- Born: Michel Arnould Arthur Droit 23 January 1923 Vincennes, French Third Republic
- Died: 22 June 2000 (aged 77) La Celle-Saint-Cloud, France
- Education: Lycée Voltaire Lycée Louis-le-Grand
- Alma mater: Faculté des lettres de Paris École Libre des Sciences Politiques
- Occupations: Novelist journalist
- Known for: Member of the Académie Française

= Michel Droit =

French novelist and journalist (1923–2000)

Michel Droit (23 January 1923 – 22 June 2000) was a French novelist and journalist. He was the father of the photographer Éric Droit (1954–2007).

==Biography==
After studying at the Faculté des lettres de Paris and Sciences Po, Droit joined the French Army in 1944 and was wounded near Ulm in April 1945. He took on a career as a press, radio and television journalist after the Second World War and at the 1960s he was the preferred television interviewer of général de Gaulle.

His first novel, Plus rien au monde, dates to 1954. In 1964, he won the Grand prix du roman de l'Académie française for his novel The Return (Le Retour). On 6 March 1980, on the same day as Marguerite Yourcenar, he was elected as a member of the Académie française, replacing Joseph Kessel.

Droit wrote a polemic against a reggae adaptation of La Marseillaise as Aux armes et cætera by Serge Gainsbourg, reproaching him for "provoking" a resurgence of anti-Semitism and thus making things difficult for his "co-religionists". Droit was attacked for this position by the Mouvement contre le racisme et pour l'amitié entre les peuples.

Droit got into legal difficulties as a member of the CNCL, a television regulator set up in the 1980s, but this was thrown out of court with the help of his lawyer Jean-Marc Varaut.

Droit accidentally killed one of his companions on a safari in Africa.

Droit died in 2000 and is buried in the Passy Cemetery.

- _Written instruction 1_: Duplicate everything in the Michel Droit biography from "Droit got into" down to "lawyer Jean-Marc Varaut.".
The Michel Droit biography above has no connection to the listing that follows it.

Image annotation listing:
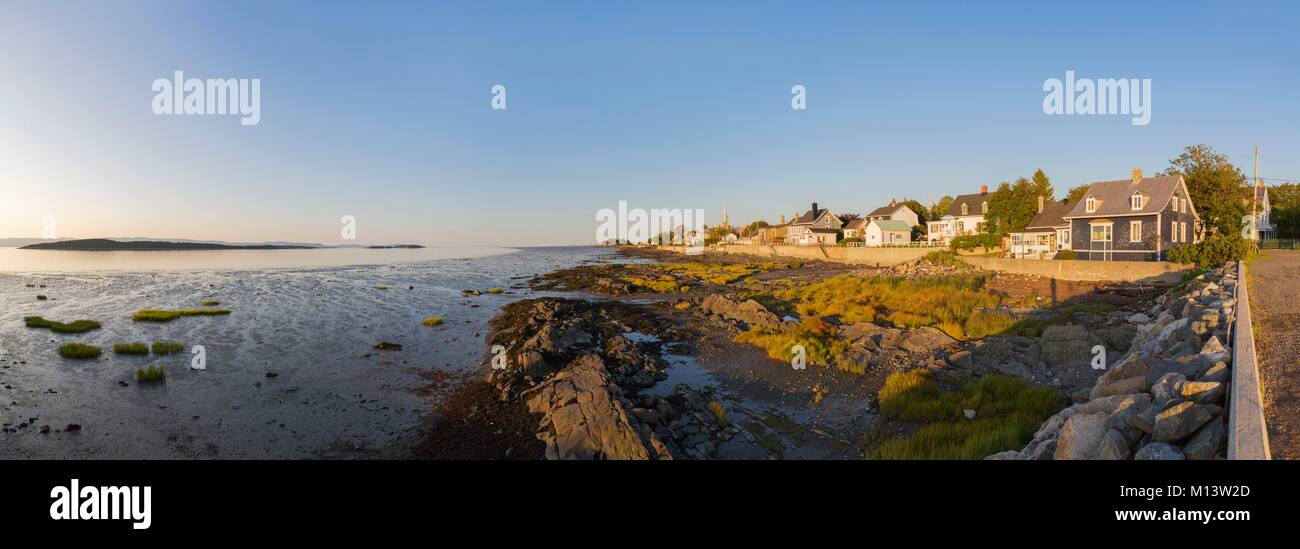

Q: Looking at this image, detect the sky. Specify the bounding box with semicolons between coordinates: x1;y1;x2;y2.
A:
0;0;1300;246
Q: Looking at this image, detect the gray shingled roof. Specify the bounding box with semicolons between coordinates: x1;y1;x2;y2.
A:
948;193;988;217
1024;199;1074;233
1065;176;1199;217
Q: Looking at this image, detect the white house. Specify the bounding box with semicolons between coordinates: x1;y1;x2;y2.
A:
865;218;911;246
926;185;988;245
868;200;920;228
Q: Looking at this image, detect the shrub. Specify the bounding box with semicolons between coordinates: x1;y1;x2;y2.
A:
135;366;166;384
867;371;1065;459
1165;234;1251;268
22;316;99;333
113;343;150;355
153;341;185;355
59;343;103;359
131;308;230;323
948;233;1002;250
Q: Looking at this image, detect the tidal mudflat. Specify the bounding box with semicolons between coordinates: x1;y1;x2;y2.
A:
0;247;614;458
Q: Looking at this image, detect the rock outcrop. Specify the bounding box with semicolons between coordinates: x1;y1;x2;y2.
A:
1003;264;1236;459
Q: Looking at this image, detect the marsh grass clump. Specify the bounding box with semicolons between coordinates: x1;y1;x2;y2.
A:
867;369;1065;459
135;366;166;384
131;308;230;323
113;343;150;355
709;401;731;427
153;341;185;355
22;316;99;333
59;343;104;359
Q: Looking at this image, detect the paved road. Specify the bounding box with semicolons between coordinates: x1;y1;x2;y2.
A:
1247;250;1300;459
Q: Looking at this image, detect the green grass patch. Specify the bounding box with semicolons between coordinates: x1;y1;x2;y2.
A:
153;341;185;355
866;371;1065;459
135;366;166;384
131;308;230;323
59;343;104;359
22;316;99;333
113;343;150;355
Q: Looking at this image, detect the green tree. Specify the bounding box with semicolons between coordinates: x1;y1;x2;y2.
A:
1161;144;1251;234
930;196;953;221
898;198;931;224
1065;183;1088;204
1034;168;1056;202
984;177;1039;234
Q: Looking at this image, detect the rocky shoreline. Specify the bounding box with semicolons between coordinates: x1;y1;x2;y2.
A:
989;265;1238;461
417;251;1180;459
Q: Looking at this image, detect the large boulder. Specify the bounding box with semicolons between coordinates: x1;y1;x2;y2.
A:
1039;325;1092;368
699;294;781;328
1151;402;1222;442
1056;414;1106;459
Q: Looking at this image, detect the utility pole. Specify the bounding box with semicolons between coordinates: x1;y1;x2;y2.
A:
1251;144;1260;242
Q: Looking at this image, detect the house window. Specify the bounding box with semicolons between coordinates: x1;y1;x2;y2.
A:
1092;222;1112;242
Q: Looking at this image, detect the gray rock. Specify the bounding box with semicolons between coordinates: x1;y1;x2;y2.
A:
1183;419;1227;459
1182;381;1223;405
1134;442;1186;461
1054;414;1108;459
1097;429;1131;461
1151;402;1222;442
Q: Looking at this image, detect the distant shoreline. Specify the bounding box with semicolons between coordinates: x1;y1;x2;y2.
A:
20;238;424;251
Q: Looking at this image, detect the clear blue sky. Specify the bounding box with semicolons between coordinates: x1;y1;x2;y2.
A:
0;1;1300;245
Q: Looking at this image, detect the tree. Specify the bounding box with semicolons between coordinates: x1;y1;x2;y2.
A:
1065;183;1088;204
1034;168;1056;202
984;177;1039;234
898;198;931;224
1161;144;1251;234
930;196;953;221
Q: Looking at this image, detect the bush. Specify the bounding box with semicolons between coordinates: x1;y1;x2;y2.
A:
22;316;99;333
113;343;150;355
1165;234;1251;268
131;308;230;323
948;233;1002;250
153;341;185;355
59;343;103;359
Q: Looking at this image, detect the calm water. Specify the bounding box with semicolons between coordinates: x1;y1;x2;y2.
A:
0;247;623;459
0;247;514;272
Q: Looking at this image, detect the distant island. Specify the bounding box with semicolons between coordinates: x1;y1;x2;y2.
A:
20;238;424;251
20;238;315;251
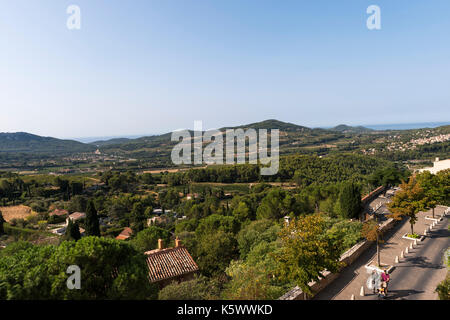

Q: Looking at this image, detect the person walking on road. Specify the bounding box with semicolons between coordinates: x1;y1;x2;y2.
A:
381;270;391;296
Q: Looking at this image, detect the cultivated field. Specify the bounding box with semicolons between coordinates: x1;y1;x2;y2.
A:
0;204;37;222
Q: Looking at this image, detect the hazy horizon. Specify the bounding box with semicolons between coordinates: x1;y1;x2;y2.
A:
0;0;450;139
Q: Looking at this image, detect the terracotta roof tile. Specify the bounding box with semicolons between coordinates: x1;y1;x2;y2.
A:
145;246;198;282
49;209;69;216
116;227;133;240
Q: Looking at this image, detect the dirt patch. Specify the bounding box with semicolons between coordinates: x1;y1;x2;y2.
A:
0;204;37;222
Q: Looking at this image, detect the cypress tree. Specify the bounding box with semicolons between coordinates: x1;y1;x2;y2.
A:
0;211;6;235
337;182;361;219
86;200;100;237
65;219;81;241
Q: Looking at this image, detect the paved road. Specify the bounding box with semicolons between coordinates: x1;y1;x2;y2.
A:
313;207;450;300
368;217;450;300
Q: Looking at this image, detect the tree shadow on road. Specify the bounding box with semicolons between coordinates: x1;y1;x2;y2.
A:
397;257;444;269
386;290;424;300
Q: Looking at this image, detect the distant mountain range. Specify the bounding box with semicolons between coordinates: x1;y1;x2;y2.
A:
328;124;375;133
0;132;96;153
0;119;447;158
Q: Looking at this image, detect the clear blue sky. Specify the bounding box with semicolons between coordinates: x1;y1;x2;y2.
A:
0;0;450;137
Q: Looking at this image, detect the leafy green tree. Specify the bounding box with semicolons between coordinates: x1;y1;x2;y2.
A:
237;219;281;259
416;171;443;218
277;214;342;294
69;195;87;212
336;182;361;219
64;219;81;241
361;220;382;266
388;176;427;234
256;188;295;220
0;211;6;236
233;201;253;222
131;202;146;232
85;200;100;237
195;214;240;237
436;169;450;206
0;242;55;300
0;237;157;300
196;230;238;276
436;273;450;300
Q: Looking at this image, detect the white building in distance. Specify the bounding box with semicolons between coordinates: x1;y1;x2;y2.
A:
419;158;450;174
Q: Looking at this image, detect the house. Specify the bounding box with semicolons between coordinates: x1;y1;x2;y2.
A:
147;215;170;227
116;227;133;240
49;209;69;217
69;212;86;222
145;238;199;288
419;158;450;174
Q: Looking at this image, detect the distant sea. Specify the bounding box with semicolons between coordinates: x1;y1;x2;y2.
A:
363;121;450;130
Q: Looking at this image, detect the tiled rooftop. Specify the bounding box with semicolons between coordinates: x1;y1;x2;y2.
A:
145;246;198;282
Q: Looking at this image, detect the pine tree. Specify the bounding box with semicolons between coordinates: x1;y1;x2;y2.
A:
86;200;100;237
65;219;81;241
337;182;361;219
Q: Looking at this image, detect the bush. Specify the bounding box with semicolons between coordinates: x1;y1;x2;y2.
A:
435;273;450;300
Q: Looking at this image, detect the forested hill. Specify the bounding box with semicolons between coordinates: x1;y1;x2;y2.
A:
329;124;375;133
0;132;96;153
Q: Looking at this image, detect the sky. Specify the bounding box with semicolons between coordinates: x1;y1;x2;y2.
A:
0;0;450;138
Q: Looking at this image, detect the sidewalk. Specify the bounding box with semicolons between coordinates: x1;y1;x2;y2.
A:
313;207;450;300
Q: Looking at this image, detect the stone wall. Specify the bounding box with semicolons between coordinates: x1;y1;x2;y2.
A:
278;219;396;300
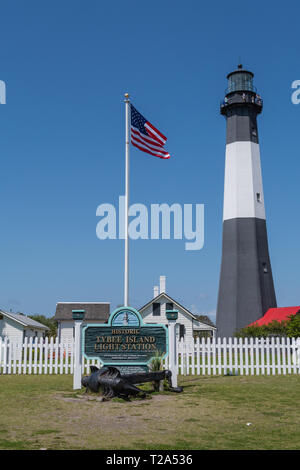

- _Written instruction 2_: In the listing, switch "detect" to "locate" in everything from its start down to the line containing "0;0;1300;246", leaving all else unchanged. Give only those lines, without the pictures.

- _Task solution 1_:
Droit got into legal difficulties as a member of the CNCL, a television regulator set up in the 1980s, but this was thrown out of court with the help of his lawyer Jean-Marc Varaut.

- _Task solution 2_:
Q: Looking at this image, locate the sky. Specify the bounding box with semicolons between coordinates: x1;y1;x2;y2.
A:
0;0;1300;246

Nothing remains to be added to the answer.